SELECTED TEXT =
If you ask me to nominate my favourite client company, over the years it’s without doubt been VW. Here’s brand that wasn’t just there at the beginning of the creative revolution, but has remained at the forefront of it for the last 50 years – an amazing track record. Year in, year out, VW is there at Cannes and all the other award shows with work that’s witty, smart and compelling. And not just from one country, but from all over the world.

Do you believe advertisement? Do you go and buy when you see a good ad? Do you have any brands that you love? Which and why?
Sure I believe in advertising – I don’t think I could have worked in this business for 34 years without having at least some faith in what I’m doing! I’m sure we’re all familiar with the usual arguments in favour of our industry: it’s the outward sign of a free society, it means we have a choice, it oils the wheels of our economies, it creates jobs, it occasionally brightens our media landscape with great work and so on. And yes, it does have an effect on me – there are brands out there I feel well-disposed towards simply because they’ve spoken to me in a way that’s smart, or informative, or entertaining, or emotionally moving (like the ones I’ve already mentioned).
But what I emphatically don’t like about advertising is the huge proportion of what we create that’s so mediocre. As an industry, I feel we’ve been given privileged access to this amazingly powerful machine called the mass media, and it seems that we (or our clients) quite often abuse that privilege by polluting it with work that’s mindless, patronising, dull or plain ugly.

What do you regard as being your biggest achievement?
If it’s work you’re talking about, it’s probably a Heineken film I wrote called ‘The Water in Majorca’, which our UK trade magazine Campaign once voted as one of the 10 funniest British commercials ever made (well I’m not sure about that, but thanks anyway). I’ll probably be talking about this film in my talk at the Golden Drum, because it has a very interesting background story attached to it (a bunch of lawyers come out as unwitting creative heroes). But outside of work, the ‘creative team’ that I’ve formed with my wife of 24 years has created four fantastic kids who exceed by a million miles anything I ever produced at work. I don’t want to sound too sanctimonious, but once you have kids, you realize what really matters in this world. In fact, an old boss of mine once told me: ‘Adrian, remember that advertising is a very big answer to a very small question’. And I’ve never forgotten that.

What do you do for inspiration?

PROVIDED INFORMATION =

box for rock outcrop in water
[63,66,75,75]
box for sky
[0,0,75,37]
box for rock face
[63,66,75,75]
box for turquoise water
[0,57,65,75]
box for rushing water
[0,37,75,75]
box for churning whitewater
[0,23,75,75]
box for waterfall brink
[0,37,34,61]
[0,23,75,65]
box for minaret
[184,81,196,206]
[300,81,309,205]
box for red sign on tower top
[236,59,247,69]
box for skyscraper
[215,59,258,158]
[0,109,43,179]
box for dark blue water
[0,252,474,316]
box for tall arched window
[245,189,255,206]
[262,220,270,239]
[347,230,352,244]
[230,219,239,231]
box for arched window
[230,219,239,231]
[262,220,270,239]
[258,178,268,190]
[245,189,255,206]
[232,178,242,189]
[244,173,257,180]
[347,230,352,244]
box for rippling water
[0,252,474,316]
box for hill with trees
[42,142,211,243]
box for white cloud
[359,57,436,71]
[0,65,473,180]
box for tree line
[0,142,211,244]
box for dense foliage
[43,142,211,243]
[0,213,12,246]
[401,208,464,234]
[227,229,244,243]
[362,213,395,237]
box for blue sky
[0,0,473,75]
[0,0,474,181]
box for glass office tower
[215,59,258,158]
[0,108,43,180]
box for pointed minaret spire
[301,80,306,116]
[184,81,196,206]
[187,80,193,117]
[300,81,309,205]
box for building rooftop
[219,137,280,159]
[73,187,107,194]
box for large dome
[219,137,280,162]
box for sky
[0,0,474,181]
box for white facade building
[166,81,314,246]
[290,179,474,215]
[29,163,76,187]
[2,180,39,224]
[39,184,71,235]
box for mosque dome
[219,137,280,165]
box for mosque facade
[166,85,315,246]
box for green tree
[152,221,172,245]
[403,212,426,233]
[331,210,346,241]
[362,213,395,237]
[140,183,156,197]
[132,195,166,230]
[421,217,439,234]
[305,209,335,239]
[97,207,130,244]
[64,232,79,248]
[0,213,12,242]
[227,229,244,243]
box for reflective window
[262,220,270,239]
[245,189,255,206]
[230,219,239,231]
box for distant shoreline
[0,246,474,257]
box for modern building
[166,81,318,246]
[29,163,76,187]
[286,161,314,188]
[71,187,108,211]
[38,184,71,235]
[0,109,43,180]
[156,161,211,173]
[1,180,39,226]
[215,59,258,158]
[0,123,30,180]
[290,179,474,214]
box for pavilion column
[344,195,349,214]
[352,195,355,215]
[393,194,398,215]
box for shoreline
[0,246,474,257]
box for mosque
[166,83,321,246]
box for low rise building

WHAT YOU ARE ASKED TO DO = In the advertising interview, list every argument the speaker gives as one of the usual arguments in favor of the advertising industry.

ANSWER TO THIS EXERCISE =
- It's the outward sign of a free society.
- It means we have a choice.
- It oils the wheels of our economies.
- It creates jobs.
- It occasionally brightens our media landscape with great work.